* _The exercise_
Every record that follows should be printed verbatim.
"""
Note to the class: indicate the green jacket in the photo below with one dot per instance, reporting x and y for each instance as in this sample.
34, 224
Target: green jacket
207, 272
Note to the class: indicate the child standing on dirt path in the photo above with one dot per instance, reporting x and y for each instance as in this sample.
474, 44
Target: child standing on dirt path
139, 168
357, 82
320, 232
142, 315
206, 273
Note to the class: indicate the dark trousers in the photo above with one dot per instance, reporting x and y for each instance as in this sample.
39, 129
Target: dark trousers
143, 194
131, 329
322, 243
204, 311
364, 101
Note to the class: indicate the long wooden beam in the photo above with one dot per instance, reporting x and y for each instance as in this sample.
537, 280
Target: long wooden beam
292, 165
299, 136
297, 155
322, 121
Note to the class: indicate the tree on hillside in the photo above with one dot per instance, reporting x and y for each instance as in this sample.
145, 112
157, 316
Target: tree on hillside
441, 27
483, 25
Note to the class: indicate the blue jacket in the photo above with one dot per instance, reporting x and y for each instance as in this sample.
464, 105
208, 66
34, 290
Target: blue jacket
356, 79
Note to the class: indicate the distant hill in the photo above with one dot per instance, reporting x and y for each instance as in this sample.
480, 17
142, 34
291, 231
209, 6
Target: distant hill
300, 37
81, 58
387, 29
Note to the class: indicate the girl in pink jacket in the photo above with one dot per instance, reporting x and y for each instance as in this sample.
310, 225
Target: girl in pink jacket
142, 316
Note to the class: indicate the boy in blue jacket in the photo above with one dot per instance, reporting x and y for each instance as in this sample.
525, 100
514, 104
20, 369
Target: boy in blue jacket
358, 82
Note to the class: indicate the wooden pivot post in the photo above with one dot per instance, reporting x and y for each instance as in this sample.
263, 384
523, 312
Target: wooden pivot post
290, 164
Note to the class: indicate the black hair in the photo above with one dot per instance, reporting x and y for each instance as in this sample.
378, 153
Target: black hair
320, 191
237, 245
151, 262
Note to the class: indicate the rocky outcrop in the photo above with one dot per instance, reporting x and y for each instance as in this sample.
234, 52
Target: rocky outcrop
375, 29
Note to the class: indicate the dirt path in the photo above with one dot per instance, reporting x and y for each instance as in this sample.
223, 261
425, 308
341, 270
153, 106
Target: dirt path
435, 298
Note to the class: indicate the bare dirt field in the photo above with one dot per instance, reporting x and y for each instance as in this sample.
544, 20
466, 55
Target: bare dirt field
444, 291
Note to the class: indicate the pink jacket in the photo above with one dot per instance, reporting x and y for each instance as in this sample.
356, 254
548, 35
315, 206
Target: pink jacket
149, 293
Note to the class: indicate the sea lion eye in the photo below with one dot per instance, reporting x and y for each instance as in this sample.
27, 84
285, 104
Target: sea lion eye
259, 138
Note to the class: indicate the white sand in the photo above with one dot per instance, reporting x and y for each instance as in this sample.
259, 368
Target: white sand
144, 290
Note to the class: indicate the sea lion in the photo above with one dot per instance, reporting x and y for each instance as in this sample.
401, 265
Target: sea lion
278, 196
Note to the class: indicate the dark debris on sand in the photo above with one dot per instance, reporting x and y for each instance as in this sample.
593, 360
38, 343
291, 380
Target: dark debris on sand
"""
* _Task answer_
Note to the class: indicate the green jacket in the photo below with one dot per instance, reporting x and y for each instance as in this sample.
34, 224
Target: green jacket
207, 272
Note to the class: indicate the child standing on dirt path in the photo above with one dot per instance, reporting x and y for each instance as in this sample.
474, 44
Target: child standing on dirt path
139, 168
357, 82
320, 232
142, 315
206, 273
Note to the class: indicate the dark trousers in the photo above with one dot per instance, reporting x and y for each instance as in this sample.
39, 129
Target: dark trousers
143, 194
131, 329
322, 243
204, 311
364, 101
Note to the class: indicate the long wooden beam in the photo above with one dot per instance, reporting x and y for each instance as in this sample.
537, 280
Target: long wooden beam
292, 165
299, 136
297, 155
322, 121
Note to the class: indicate the tree on hillside in the photo above with one dot per instance, reporting x and y for each instance as in this sample.
145, 112
157, 316
Target: tree on hillside
441, 27
483, 25
Note to the class: indicate the blue jacket in the photo above with one dot per instance, reporting x and y for each instance as in this sample.
464, 105
208, 66
34, 290
Target: blue jacket
356, 79
Note to the class: indicate the distant hill in the photo above with one dot per instance, reporting x and y for each instance as in this sample.
480, 17
142, 34
291, 231
209, 6
Target: distant hill
300, 37
81, 58
387, 29
Note to the class: indicate the girl in pink jacket in the photo above with one dot per instance, reporting x and y for each instance as in this sample.
310, 225
Target: girl in pink jacket
142, 316
Note to the class: indicate the boy in blue jacket in the photo above with one dot per instance, reporting x and y for each instance as in this sample.
525, 100
514, 104
20, 369
Target: boy in blue jacket
358, 82
Note to the class: indicate the wooden pivot post in the photo above with one dot per instance, reporting x and y for each instance as in this sample.
263, 384
523, 312
Target: wooden pivot post
290, 164
Note to the class: indicate the black hair in the photo above with one dot per instance, reporting x and y for each instance as in this sample.
378, 153
Target: black hair
320, 191
237, 245
151, 262
Note to the class: indicate the rocky outcrop in the photo above with one dot per instance, reporting x and y for each instance as in this sample.
234, 52
Target: rocky outcrop
375, 29
Note to the class: indicate the dirt path in the photo above with one dot per instance, reporting x and y for each instance as in this sample.
223, 261
425, 308
341, 270
153, 106
Target: dirt path
435, 298
Note to the class: indicate the bare dirt field in the photo above with one dot per instance, reporting x and y for each instance as in this sample.
544, 20
466, 55
Target: bare dirt field
444, 291
Note to the class: indicate the pink jacket in the photo above with one dot per instance, reporting x and y for each instance as in this sample.
356, 254
548, 35
315, 206
Target: pink jacket
149, 293
Note to the class: indicate the sea lion eye in the photo below with one dot per instance, reporting x and y for each instance as in this sample.
27, 84
285, 104
Target: sea lion eye
259, 138
Note to the class: indicate the white sand in the photo above with one dot per instance, reporting x and y for each instance as in this sample.
259, 368
Target: white sand
144, 290
Note to the class: indicate the sea lion in the photo above with one dot per instance, reporting x and y for each instance as in this sample.
401, 265
Target: sea lion
278, 196
Note to the class: indicate the dark debris on sand in the photo above with one dot per instance, reporting x and y for each instance as in this sample.
593, 360
38, 343
291, 380
Target: dark debris on sand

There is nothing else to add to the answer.